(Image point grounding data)
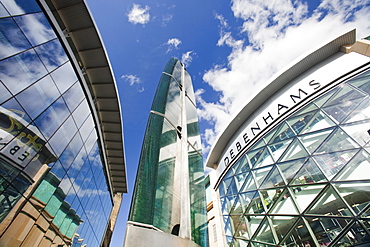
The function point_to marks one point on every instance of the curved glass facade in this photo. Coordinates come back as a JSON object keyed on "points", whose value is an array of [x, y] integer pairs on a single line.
{"points": [[157, 195], [53, 187], [306, 182]]}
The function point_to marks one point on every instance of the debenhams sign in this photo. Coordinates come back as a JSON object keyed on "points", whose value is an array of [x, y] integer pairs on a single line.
{"points": [[282, 104]]}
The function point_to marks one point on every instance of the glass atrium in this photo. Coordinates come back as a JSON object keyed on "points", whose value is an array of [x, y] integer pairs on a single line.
{"points": [[306, 182]]}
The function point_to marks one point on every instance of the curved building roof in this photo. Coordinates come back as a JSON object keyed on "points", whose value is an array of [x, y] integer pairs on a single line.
{"points": [[277, 82], [79, 31]]}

BRIEF:
The answer must be the line containing "of the debenhams" and every line after it through the last line of the records above, repeated exactly.

ANSWER SECTION:
The function point_to marks one point on every instance of the debenhams sign in this photo. Coordinates come back as a JSON object keyed on "points", whose value is an array of [x, y] integer pairs on a single line.
{"points": [[282, 104]]}
The function point_to marks one point on every instance of the glass atrium in this photo. Coordinates come back as a JSON object keyed on "points", whose value is an array of [x, y] integer pairs on a single line.
{"points": [[306, 182]]}
The function point_to marks one point on every instance of the curved building roof in this photo. Coordinates come back as a JSON object keyed on "points", whose value is an array of [x, y] integer pairs on a single line.
{"points": [[277, 82], [79, 31]]}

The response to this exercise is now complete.